╭─ Exercise material
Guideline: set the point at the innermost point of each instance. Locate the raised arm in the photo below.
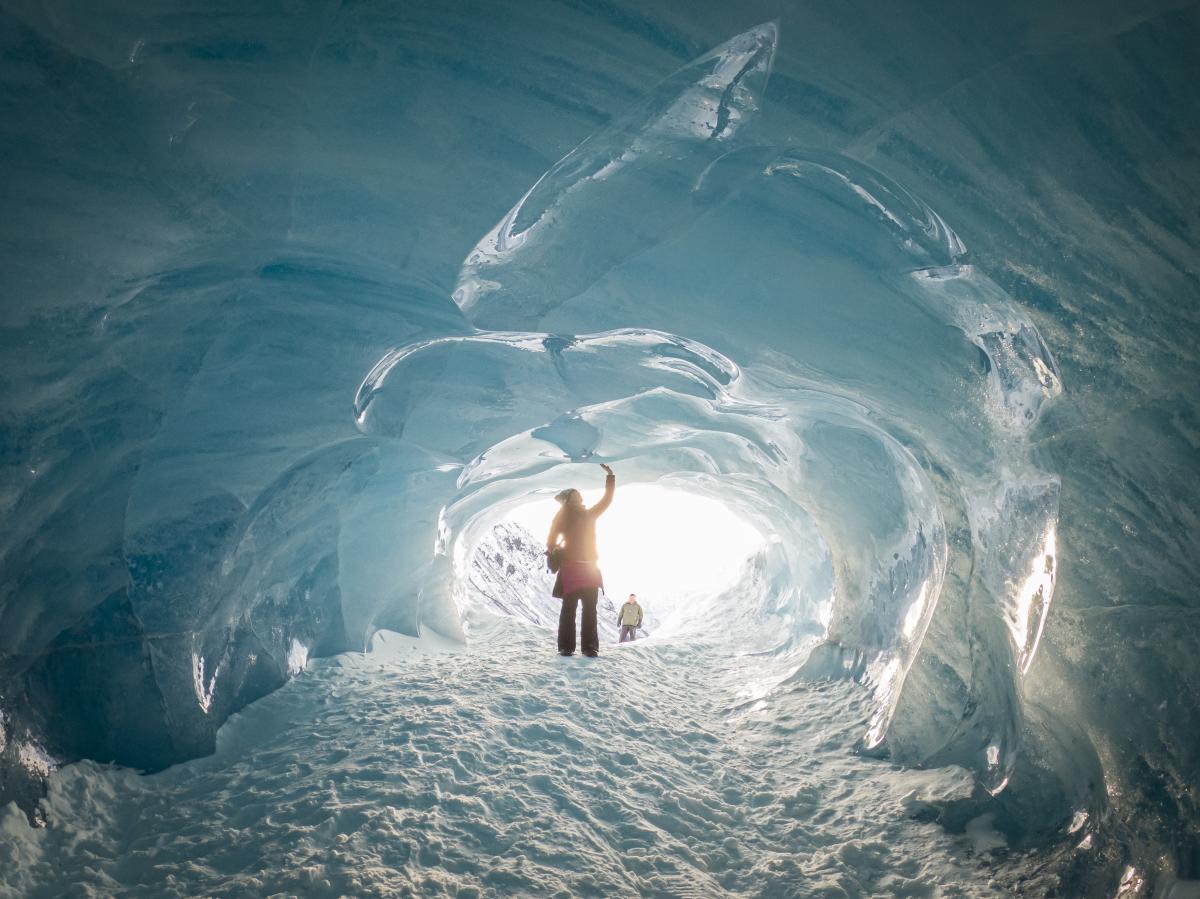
(610, 487)
(556, 531)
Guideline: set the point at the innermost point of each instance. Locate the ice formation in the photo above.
(269, 395)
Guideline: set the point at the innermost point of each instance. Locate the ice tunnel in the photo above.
(311, 309)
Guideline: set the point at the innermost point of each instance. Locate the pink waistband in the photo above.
(580, 576)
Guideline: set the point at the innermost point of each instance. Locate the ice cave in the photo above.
(885, 315)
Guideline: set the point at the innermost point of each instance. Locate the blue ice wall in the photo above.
(295, 295)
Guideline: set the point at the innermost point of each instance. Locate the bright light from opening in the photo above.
(661, 544)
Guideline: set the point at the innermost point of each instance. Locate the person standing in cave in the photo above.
(573, 546)
(630, 618)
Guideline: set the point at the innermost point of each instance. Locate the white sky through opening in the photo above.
(661, 544)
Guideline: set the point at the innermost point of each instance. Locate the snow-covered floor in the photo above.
(504, 769)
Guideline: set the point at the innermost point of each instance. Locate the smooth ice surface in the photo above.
(303, 300)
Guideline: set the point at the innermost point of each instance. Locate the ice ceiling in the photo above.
(913, 293)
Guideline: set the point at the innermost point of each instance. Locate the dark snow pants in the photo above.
(588, 635)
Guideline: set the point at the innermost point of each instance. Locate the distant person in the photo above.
(630, 618)
(573, 546)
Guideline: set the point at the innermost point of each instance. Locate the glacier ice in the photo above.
(913, 298)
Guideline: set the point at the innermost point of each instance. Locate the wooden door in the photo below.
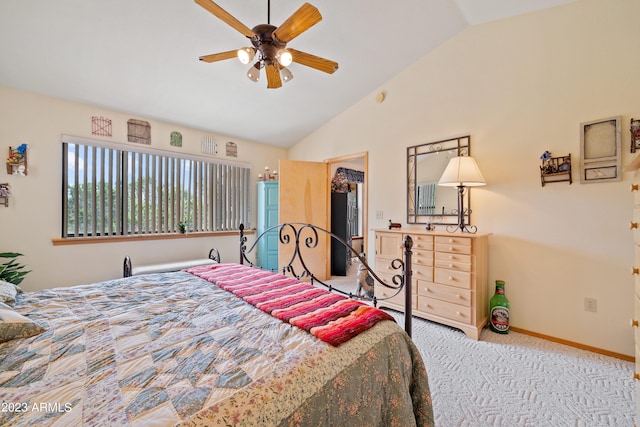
(304, 197)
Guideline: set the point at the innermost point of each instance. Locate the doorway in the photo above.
(355, 162)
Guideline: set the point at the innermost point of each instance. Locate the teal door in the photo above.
(268, 217)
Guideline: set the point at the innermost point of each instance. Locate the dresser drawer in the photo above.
(634, 225)
(422, 273)
(454, 265)
(422, 258)
(452, 248)
(421, 242)
(457, 257)
(453, 240)
(446, 293)
(445, 309)
(636, 312)
(381, 292)
(459, 279)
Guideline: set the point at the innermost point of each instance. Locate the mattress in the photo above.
(176, 349)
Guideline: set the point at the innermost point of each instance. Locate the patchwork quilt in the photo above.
(174, 349)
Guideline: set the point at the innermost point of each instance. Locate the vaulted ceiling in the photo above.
(141, 57)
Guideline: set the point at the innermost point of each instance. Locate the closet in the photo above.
(346, 199)
(267, 255)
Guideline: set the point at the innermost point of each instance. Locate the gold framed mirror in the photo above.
(426, 202)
╰─
# Problem description
Rewrite all of the lines above, substituting "image" for every occurrence of "photo" and leaving everything else unchanged. Omit the pictures from your output.

# Exercise response
Guideline: set the point at the innermost point of each instance. Locate the raised arm in the image below.
(610, 487)
(556, 531)
Guideline: set the point at the innermost point of each instance. Locate the ice formation in the image above.
(269, 395)
Guideline: set the point at the innermost point of each instance. Locate the ice tunnel in the image above.
(311, 309)
Guideline: set the point at the innermost point of each instance. Locate the pink waistband in the image above.
(580, 576)
Guideline: set the point at the innermost point of each instance. Locate the ice cave in the image above.
(885, 315)
Guideline: set the point at the innermost point of each instance. Locate the blue ice wall in the image above.
(295, 295)
Guideline: set the point at the innermost point of each instance. Locate the bright light from opening in the image above.
(661, 544)
Guideline: set the point at the innermost point of each instance. Locate the person standing in cave in the image above.
(573, 546)
(630, 618)
Guideline: set the point at the innermost point of each instance. Locate the white sky through opening in the image above.
(661, 544)
Guideline: set the point at the innermost point of each instance. Locate the snow-covered floor in the image above.
(504, 769)
Guideline: set the point at the innermost point of each instance. Locate the smooth ice surface in the image above.
(303, 300)
Guideline: set the point at the innermost point of each instance. Locate the ice ceiling in the image above.
(913, 293)
Guideline: set the point at the innermost point of each instance. Locate the dark snow pants in the image above.
(588, 635)
Guideline: set the point at the innermost point of each instance. Locate the distant person in the image above.
(630, 618)
(573, 546)
Guideline: set the point at the innermost point of each instance. Locate the glacier ice in the image above.
(913, 298)
Guideline: set the point at the innermost point of each instance. Locate the wooden door in the image below.
(304, 197)
Guideline: set the point at the innermost point of each instance. Locate the doorway in the image above.
(355, 162)
Guideline: set the point at the innermost point of each instance. Locate the teal door in the image above.
(268, 217)
Guideline: set the point at the innermost point of each instance. Locate the dresser drawer in the image above.
(634, 225)
(422, 273)
(454, 265)
(422, 258)
(452, 248)
(421, 242)
(457, 257)
(453, 240)
(446, 293)
(445, 309)
(636, 312)
(381, 292)
(459, 279)
Guideline: set the point at the innermost point of each instance. Locate the mattress in the image above.
(176, 349)
Guideline: set the point at the innermost point of each instance. Locate the patchwork quilt in the image above.
(174, 349)
Guideline: set the point at the innermost point of each instance. Locate the vaulted ceiling in the image above.
(141, 57)
Guideline: set the point at the innermost point of each instance. Locate the closet in the image above.
(346, 199)
(267, 255)
Guideline: set the point at the innermost point of each instance. Locate the gold framed mirror in the image above.
(426, 202)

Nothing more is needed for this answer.